EXCERPTED RECORDS:
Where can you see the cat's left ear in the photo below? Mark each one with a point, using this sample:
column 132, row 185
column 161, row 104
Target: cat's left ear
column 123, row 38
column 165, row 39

EXERCISE DESCRIPTION: Write the complete data out, exactly as above.

ANSWER FOR THIS EXERCISE:
Where can you see the cat's left ear in the photo below? Mark each one with a point, using this sample:
column 132, row 185
column 161, row 104
Target: cat's left ear
column 123, row 38
column 165, row 39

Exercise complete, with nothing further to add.